▸ **Labeled point records**

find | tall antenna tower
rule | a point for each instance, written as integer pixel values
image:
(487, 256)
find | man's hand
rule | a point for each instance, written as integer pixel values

▸ **Brief**
Format these lines as a JSON list of strings, one string per line, omitting any blank lines.

▸ **Reply**
[
  "find | tall antenna tower",
  "rule | a point for each instance, written as integer pixel values",
  "image:",
  "(487, 256)",
  "find | man's hand",
  "rule | a point for each instance, written as integer pixel values"
]